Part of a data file
+ + +

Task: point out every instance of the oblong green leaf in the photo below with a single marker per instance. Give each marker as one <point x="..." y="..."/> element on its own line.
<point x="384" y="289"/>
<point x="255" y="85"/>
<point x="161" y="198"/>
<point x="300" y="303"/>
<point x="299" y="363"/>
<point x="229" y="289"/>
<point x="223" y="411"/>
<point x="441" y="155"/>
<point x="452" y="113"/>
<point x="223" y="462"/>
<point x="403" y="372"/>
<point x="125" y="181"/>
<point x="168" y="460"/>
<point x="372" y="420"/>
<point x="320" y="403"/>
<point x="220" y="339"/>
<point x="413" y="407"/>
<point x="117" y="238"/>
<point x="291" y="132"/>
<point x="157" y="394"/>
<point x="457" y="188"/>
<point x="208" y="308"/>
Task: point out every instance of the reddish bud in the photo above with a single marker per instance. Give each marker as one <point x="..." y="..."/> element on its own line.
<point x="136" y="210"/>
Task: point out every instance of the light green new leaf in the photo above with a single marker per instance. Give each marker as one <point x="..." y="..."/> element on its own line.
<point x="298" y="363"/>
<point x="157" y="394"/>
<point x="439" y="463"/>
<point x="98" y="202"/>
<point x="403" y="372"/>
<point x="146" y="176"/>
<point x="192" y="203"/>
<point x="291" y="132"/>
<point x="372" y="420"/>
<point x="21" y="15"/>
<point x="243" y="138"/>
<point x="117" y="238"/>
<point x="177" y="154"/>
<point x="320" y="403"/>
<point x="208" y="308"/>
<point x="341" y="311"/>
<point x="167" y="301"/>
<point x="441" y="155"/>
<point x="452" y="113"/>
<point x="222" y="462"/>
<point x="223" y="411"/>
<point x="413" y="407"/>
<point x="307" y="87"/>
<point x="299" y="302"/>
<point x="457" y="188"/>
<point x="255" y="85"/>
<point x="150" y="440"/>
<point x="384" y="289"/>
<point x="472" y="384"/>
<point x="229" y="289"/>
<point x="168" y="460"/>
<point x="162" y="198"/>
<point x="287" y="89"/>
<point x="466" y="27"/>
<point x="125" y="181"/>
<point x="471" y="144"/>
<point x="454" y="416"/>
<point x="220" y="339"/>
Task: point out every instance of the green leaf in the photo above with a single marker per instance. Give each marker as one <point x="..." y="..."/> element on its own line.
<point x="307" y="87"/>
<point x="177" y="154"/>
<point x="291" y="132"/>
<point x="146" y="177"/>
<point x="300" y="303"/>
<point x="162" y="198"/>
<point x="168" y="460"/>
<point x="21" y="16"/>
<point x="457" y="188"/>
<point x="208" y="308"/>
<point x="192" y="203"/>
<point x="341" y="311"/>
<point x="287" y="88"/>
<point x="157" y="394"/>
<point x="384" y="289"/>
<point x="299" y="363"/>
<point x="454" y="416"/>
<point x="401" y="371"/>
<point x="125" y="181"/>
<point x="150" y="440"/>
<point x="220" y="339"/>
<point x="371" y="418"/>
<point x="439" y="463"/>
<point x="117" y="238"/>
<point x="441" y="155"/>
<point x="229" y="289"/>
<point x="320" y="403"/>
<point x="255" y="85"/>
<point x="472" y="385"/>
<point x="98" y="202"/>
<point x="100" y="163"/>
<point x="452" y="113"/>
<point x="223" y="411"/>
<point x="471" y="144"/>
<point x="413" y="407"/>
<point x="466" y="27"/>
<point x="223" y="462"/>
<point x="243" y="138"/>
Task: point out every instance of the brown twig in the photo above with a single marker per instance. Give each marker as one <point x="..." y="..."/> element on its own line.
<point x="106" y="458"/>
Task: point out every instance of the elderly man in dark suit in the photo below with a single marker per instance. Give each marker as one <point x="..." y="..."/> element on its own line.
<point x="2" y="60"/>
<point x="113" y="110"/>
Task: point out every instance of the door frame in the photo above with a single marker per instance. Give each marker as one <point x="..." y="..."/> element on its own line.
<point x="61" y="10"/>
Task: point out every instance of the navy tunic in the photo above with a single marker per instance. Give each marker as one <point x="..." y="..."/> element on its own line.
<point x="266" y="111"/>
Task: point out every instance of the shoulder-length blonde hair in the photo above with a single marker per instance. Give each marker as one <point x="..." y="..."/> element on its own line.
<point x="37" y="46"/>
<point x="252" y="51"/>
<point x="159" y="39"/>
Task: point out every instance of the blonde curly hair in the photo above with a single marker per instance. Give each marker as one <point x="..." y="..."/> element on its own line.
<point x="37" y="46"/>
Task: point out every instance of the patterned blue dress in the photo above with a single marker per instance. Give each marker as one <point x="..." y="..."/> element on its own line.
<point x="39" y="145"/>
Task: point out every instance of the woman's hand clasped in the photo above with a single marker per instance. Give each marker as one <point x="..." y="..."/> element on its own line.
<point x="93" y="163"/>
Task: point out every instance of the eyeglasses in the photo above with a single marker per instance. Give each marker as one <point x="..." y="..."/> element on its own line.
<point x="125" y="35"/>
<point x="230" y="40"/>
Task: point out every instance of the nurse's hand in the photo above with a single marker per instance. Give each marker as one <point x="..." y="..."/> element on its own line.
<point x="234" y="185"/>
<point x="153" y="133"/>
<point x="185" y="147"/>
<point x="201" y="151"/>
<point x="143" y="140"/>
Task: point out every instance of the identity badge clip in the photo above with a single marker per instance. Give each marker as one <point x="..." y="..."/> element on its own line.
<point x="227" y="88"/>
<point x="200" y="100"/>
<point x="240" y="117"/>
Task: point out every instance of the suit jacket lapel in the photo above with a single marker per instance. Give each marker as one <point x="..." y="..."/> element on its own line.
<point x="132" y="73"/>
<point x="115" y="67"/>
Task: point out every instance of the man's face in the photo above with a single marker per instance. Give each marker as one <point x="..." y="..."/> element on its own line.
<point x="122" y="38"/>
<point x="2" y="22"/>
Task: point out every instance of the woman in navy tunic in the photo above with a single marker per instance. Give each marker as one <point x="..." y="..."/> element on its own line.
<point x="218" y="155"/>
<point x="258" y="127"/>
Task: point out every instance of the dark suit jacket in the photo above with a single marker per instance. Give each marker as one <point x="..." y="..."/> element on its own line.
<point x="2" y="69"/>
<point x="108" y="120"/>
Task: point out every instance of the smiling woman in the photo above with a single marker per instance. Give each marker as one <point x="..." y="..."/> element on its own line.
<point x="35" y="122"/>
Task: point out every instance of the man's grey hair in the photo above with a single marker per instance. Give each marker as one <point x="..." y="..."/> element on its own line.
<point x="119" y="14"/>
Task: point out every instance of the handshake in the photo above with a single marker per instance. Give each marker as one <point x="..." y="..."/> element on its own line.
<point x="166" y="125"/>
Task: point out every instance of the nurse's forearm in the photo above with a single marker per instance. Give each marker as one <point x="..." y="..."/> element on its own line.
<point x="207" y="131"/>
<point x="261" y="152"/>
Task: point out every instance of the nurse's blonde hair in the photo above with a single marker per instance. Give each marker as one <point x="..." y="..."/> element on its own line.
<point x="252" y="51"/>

+ + +

### Instructions to follow
Each line of the listing above should be output exactly.

### Reply to the task
Task: point out every instance of the oblong green leaf in the photo below with a single marker per instance. Give each marker as one <point x="..." y="..."/> element on its own line.
<point x="384" y="289"/>
<point x="255" y="85"/>
<point x="161" y="198"/>
<point x="300" y="303"/>
<point x="299" y="363"/>
<point x="229" y="289"/>
<point x="223" y="411"/>
<point x="441" y="155"/>
<point x="452" y="113"/>
<point x="223" y="462"/>
<point x="403" y="372"/>
<point x="125" y="181"/>
<point x="168" y="460"/>
<point x="372" y="420"/>
<point x="320" y="403"/>
<point x="220" y="339"/>
<point x="413" y="407"/>
<point x="117" y="238"/>
<point x="291" y="132"/>
<point x="157" y="394"/>
<point x="457" y="188"/>
<point x="208" y="308"/>
Task: point out every instance of the reddish bud in the photo above with a single marker per instance. Give each marker as one <point x="..." y="..."/> element on its own line.
<point x="136" y="210"/>
Task: point out every instance of the light green new leaf in the photo above with a single marker per instance. Give each marker as one <point x="..." y="..."/> element on its own line.
<point x="298" y="363"/>
<point x="157" y="394"/>
<point x="439" y="463"/>
<point x="98" y="202"/>
<point x="403" y="372"/>
<point x="146" y="176"/>
<point x="192" y="203"/>
<point x="291" y="132"/>
<point x="372" y="420"/>
<point x="21" y="15"/>
<point x="243" y="138"/>
<point x="117" y="238"/>
<point x="177" y="154"/>
<point x="320" y="403"/>
<point x="208" y="308"/>
<point x="341" y="311"/>
<point x="167" y="301"/>
<point x="441" y="155"/>
<point x="452" y="113"/>
<point x="222" y="462"/>
<point x="223" y="411"/>
<point x="413" y="407"/>
<point x="307" y="87"/>
<point x="299" y="302"/>
<point x="457" y="188"/>
<point x="255" y="85"/>
<point x="150" y="440"/>
<point x="384" y="289"/>
<point x="472" y="384"/>
<point x="229" y="289"/>
<point x="168" y="460"/>
<point x="162" y="198"/>
<point x="287" y="89"/>
<point x="466" y="27"/>
<point x="125" y="181"/>
<point x="471" y="144"/>
<point x="454" y="416"/>
<point x="220" y="339"/>
Task: point out every instance of the green leaf in the photo above with a single marker per instance. Give each marker as one <point x="..." y="..."/> element on its own line.
<point x="307" y="87"/>
<point x="177" y="154"/>
<point x="291" y="132"/>
<point x="146" y="177"/>
<point x="300" y="303"/>
<point x="162" y="198"/>
<point x="168" y="460"/>
<point x="21" y="16"/>
<point x="457" y="188"/>
<point x="208" y="308"/>
<point x="192" y="203"/>
<point x="341" y="311"/>
<point x="287" y="88"/>
<point x="157" y="394"/>
<point x="384" y="289"/>
<point x="299" y="363"/>
<point x="454" y="416"/>
<point x="401" y="371"/>
<point x="125" y="181"/>
<point x="150" y="440"/>
<point x="220" y="339"/>
<point x="371" y="418"/>
<point x="439" y="463"/>
<point x="117" y="238"/>
<point x="441" y="155"/>
<point x="229" y="289"/>
<point x="320" y="403"/>
<point x="255" y="85"/>
<point x="472" y="385"/>
<point x="98" y="202"/>
<point x="100" y="163"/>
<point x="452" y="113"/>
<point x="223" y="411"/>
<point x="471" y="144"/>
<point x="413" y="407"/>
<point x="466" y="27"/>
<point x="223" y="462"/>
<point x="243" y="138"/>
Task: point out every instance of the brown twig in the photo above with a single marker per instance. Give each marker as one <point x="..." y="..."/> element on its own line.
<point x="106" y="458"/>
Task: point out every instance of the elderly man in dark suit in the photo below with a single marker per instance. Give each marker as one <point x="..." y="..."/> element on its own line.
<point x="2" y="60"/>
<point x="113" y="110"/>
Task: point out every instance of the door frame in the photo above with a single marker per instance. Give each marker as one <point x="..." y="..."/> element on its own line.
<point x="61" y="10"/>
Task: point out every instance of the navy tunic in the photo above with a single marker per instance. Give each marker as one <point x="..." y="..."/> element on its own line.
<point x="266" y="111"/>
Task: point out every instance of the shoulder-length blonde hair in the photo above with a single marker per instance. Give each marker as one <point x="..." y="..."/> element on its own line.
<point x="37" y="46"/>
<point x="252" y="51"/>
<point x="159" y="39"/>
Task: point out every instance of the blonde curly hair in the photo above with a single marker per instance. Give each marker as one <point x="..." y="..."/> element on its own line.
<point x="37" y="46"/>
Task: point out every instance of the patterned blue dress in the photo above with a single marker per instance. Give each marker as one <point x="..." y="..."/> element on its own line.
<point x="39" y="145"/>
Task: point out every instance of the woman's hand clasped in the photo above with a single marker per instance. Give each marker as one <point x="..." y="..."/> element on its own line.
<point x="93" y="163"/>
Task: point out every instance of the eyeglasses in the photo above with a single marker per instance. Give each marker as one <point x="..." y="..."/> element on its own line.
<point x="125" y="35"/>
<point x="230" y="40"/>
Task: point out every instance of the nurse's hand in the photo above with a single marker per instance. Give each marker as one <point x="..." y="..."/> element on its own line.
<point x="234" y="185"/>
<point x="153" y="133"/>
<point x="185" y="147"/>
<point x="201" y="151"/>
<point x="143" y="140"/>
Task: point out every instance of the identity badge clip in the photo above with a single marker per instance. Give each marker as one <point x="..." y="..."/> element on its own line.
<point x="227" y="88"/>
<point x="200" y="100"/>
<point x="240" y="117"/>
Task: point out every instance of the suit jacket lapel in the photo above with a single marker per instance. Give each marker as one <point x="..." y="..."/> element on its own line.
<point x="132" y="73"/>
<point x="115" y="67"/>
Task: point out every instance of the man's face in the photo above with a single marker per instance. Give each marker as one <point x="..." y="..."/> element on its own line.
<point x="122" y="38"/>
<point x="2" y="22"/>
Task: point out every instance of the woman in navy tunic in the photo above with a single marker per instance. Give each marker as one <point x="..." y="..."/> element on its own line.
<point x="218" y="155"/>
<point x="258" y="127"/>
Task: point out every instance of the dark suit jacket in the photo above with a single marker per instance. Give each marker as one <point x="..." y="..."/> element on its own line.
<point x="2" y="69"/>
<point x="108" y="120"/>
Task: point out every instance of the smiling woman in the photo above with a single marker per instance. Give each marker as one <point x="..." y="..."/> element on its own line.
<point x="35" y="122"/>
Task: point out every instance of the man's grey hair in the photo above with a single marker per instance. Give each marker as one <point x="..." y="..."/> element on its own line.
<point x="119" y="14"/>
Task: point out every instance of the handshake in the photo above with a single marker per instance. Give each marker as one <point x="..." y="..."/> element on its own line.
<point x="166" y="125"/>
Task: point out every instance of the nurse's forearm in the photo above with a single marker per instance. Give each marker as one <point x="..." y="..."/> element on its own line.
<point x="207" y="131"/>
<point x="261" y="152"/>
Task: point out every instance of the nurse's blonde hair in the photo above with a single marker per instance. Give each marker as one <point x="..." y="..."/> element on its own line.
<point x="252" y="51"/>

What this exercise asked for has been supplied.